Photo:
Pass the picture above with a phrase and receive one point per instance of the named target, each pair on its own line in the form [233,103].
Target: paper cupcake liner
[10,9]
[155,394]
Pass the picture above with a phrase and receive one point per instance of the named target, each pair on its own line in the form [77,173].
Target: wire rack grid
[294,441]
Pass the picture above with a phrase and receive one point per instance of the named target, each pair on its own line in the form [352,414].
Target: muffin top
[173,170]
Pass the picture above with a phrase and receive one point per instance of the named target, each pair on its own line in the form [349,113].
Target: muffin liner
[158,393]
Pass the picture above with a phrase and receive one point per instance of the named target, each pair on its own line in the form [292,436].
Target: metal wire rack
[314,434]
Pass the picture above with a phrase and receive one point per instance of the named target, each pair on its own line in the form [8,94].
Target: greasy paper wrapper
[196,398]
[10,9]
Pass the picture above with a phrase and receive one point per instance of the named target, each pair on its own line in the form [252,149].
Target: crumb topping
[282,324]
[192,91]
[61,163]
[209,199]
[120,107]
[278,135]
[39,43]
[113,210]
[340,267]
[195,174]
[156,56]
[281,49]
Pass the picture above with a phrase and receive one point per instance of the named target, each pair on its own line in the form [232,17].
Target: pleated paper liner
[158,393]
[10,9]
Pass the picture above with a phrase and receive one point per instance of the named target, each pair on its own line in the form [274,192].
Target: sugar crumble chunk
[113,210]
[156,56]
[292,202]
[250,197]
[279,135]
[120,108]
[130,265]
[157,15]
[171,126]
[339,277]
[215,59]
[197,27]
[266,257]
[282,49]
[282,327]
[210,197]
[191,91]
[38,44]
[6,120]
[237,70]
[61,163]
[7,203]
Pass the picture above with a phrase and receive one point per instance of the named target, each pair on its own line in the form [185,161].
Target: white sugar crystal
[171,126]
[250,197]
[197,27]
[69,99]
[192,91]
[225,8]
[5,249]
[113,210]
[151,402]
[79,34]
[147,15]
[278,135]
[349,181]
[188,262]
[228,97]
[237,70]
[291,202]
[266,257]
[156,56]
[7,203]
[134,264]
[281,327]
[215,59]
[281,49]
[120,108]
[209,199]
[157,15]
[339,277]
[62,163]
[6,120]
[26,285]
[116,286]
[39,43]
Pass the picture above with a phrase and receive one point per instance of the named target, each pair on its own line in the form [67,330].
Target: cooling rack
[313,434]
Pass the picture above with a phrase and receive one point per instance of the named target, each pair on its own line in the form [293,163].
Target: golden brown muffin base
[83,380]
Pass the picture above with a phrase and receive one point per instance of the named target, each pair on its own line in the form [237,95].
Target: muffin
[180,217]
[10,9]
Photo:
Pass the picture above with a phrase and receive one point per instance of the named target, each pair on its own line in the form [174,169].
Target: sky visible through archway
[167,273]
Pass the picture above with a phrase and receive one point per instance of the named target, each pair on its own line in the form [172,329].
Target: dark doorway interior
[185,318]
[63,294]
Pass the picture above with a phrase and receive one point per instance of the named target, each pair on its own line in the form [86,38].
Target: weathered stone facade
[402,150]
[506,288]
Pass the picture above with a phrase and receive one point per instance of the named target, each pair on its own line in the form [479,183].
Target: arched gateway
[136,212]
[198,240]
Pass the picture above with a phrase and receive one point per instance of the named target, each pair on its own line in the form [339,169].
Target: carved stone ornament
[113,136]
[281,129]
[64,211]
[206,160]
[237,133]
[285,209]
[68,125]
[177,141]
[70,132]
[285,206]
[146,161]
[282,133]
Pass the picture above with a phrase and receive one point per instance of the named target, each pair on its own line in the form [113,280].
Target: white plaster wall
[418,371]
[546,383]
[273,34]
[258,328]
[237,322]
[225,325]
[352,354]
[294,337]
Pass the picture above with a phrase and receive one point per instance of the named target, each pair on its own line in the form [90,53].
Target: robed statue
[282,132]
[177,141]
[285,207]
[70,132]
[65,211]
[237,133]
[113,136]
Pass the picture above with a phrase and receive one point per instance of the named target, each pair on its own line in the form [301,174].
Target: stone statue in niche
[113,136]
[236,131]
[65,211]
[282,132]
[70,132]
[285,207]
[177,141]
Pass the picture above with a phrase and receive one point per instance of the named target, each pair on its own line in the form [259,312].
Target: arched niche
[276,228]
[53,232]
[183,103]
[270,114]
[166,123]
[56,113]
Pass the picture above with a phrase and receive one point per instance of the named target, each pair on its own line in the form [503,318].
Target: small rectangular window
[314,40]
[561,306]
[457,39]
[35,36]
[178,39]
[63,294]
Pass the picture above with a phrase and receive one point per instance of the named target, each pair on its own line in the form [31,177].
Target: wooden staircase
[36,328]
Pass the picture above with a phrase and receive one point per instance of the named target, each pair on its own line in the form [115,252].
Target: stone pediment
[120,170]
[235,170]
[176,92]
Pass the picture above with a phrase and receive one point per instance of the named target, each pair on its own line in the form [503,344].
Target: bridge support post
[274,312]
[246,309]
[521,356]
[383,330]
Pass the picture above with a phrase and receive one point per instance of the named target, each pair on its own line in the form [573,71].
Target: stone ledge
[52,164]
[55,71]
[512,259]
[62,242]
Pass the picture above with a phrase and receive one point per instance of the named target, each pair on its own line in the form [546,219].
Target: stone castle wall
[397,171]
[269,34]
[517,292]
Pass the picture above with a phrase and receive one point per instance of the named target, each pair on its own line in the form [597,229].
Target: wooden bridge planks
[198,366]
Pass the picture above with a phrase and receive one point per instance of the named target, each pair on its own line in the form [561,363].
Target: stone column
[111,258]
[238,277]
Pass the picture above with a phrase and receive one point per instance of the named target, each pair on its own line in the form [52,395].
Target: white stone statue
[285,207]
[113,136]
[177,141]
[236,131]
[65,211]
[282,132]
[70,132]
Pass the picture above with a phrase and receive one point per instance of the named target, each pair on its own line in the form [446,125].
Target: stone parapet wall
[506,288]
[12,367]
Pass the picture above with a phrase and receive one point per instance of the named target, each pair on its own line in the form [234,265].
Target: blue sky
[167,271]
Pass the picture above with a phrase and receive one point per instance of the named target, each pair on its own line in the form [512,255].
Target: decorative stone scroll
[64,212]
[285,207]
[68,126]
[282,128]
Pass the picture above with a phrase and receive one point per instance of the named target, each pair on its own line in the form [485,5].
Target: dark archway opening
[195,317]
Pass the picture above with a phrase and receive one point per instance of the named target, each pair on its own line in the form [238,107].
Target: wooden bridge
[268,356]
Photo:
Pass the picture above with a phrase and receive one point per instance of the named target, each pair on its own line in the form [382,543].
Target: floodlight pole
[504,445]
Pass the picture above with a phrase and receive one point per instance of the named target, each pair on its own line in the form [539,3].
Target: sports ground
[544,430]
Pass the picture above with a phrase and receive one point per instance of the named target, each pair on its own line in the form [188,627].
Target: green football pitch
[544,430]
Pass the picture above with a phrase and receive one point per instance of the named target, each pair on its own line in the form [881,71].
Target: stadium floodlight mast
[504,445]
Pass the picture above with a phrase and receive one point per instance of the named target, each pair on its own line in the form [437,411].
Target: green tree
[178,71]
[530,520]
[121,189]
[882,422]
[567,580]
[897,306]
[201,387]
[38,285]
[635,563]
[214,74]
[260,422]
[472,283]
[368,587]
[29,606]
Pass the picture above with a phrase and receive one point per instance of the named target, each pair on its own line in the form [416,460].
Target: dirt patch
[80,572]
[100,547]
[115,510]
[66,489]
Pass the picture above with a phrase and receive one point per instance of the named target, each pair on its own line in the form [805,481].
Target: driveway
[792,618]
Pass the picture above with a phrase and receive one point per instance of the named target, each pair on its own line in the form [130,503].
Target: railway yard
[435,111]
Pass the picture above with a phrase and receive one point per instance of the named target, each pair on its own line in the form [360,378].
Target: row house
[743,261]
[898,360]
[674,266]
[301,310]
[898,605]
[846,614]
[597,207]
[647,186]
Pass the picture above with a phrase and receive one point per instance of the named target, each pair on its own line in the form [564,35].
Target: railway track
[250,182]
--------------------
GIVEN EXERCISE: Arrange the lines from the one containing "the form [360,378]." through the end of the rows, both included, as a Markdown table with columns No. and Line, numbering each line and leaving out blank ones.

TASK OUTPUT:
| No. | Line |
|---|---|
| 1 | Pass the picture above with a phrase and receive one point per instance of the named target, each pair on its own line in the form [360,378]. |
| 2 | Target: row house |
| 3 | [743,261] |
| 4 | [898,360] |
| 5 | [674,266] |
| 6 | [301,310] |
| 7 | [898,605] |
| 8 | [846,614] |
| 9 | [597,207] |
| 10 | [647,186] |
| 11 | Pass the picture above with a phrase and receive one point per instance of the named target, each pair on its own line in the form [564,35]. |
| 12 | Target: railway track |
| 13 | [250,182] |